• _Text passage_:
* begin *

However, beam-beam collisions have one big advantage. These collisions can achieve far higher energy. Einstein could have told you the reason that colliders are now favored over fixed-target experiments. It has to do with what is known as the invariant mass of the system. Although Einstein is famous for his theory of “relativity,” he thought a better name would have been “Invariantentheorie.” The real point of his quest was to find a way to avoid being misled by a particular frame of reference—to find the invariant quantities that characterize a system.

This idea is probably more familiar to you for spatial quantities such as length. Length of a stationary object doesn’t depend on how it is oriented in space. An object has a fixed size that has nothing to do with you or your observations, unlike its coordinates, which depend on an arbitrary set of axes and directions you impose.

Similarly, Einstein showed how to characterize events in a way that doesn’t depend on an observer’s orientation or motion. Invariant mass is a measure of total energy. It tells you how massive an object can be created with the energy in your system.

To determine the amount of invariant mass, one could ask this instead: if your system were sitting still—that is, if it had no overall velocity or momentum—how much energy would it contain? If a system has no momentum, Einstein’s equation E = mc2 applies. Therefore, knowing the energy for a system at rest is equivalent to knowing its invariant mass. When the system is not at rest, we need to use a more complicated version of his formula that depends on the value of momentum as well as energy.

* end *

• _Your tasks_:
A. In the passage on collider energy, what name did Einstein think would have suited his theory of relativity better?
B. Reproduce the passage on collider energy between "To determine the" and "well as energy.", inclusive, changing "momentum" to "linear momentum" throughout.
C. Continue the passage on collider energy from the point where it stops.

• _Data shown_:

* begin *

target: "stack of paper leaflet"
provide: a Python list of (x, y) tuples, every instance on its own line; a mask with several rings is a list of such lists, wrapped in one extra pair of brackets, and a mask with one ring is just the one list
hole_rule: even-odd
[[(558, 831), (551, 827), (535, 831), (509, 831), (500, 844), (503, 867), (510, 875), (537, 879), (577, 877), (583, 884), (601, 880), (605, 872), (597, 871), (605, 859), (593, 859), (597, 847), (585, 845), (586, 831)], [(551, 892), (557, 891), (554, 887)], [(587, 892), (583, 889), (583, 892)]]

* end *

• _Task answers_:
A. "Invariantentheorie."

B.
To determine the amount of invariant mass, one could ask this instead: if your system were sitting still—that is, if it had no overall velocity or linear momentum—how much energy would it contain? If a system has no linear momentum, Einstein’s equation E = mc2 applies. Therefore, knowing the energy for a system at rest is equivalent to knowing its invariant mass. When the system is not at rest, we need to use a more complicated version of his formula that depends on the value of linear momentum as well as energy.

C.
Suppose we collide together two beams with the same energy and equal and opposite momentum. When they collide, the momenta add up to zero. That means that the total system is already at rest. Therefore, all the energy—the sum of the energy of the particles in the two individual beams—can be converted to mass.

A fixed-target experiment is very different. One beam has large momentum, but the target itself has none. Not all the energy is available to make new particles because the combined system of the target and the beam particle that hit it is still moving. Because of this motion, not all the energy from the collision can be transferred into making new particles, since some of the energy remains as kinetic energy associated with the motion. It turns out that the available energy scales only with the square root of the product of the energy of the beam and the target. That means, for example, that if we were to increase the energy of a proton beam by 100 and collide it with a proton at rest, the energy available to make new particles would increase by only a factor of 10.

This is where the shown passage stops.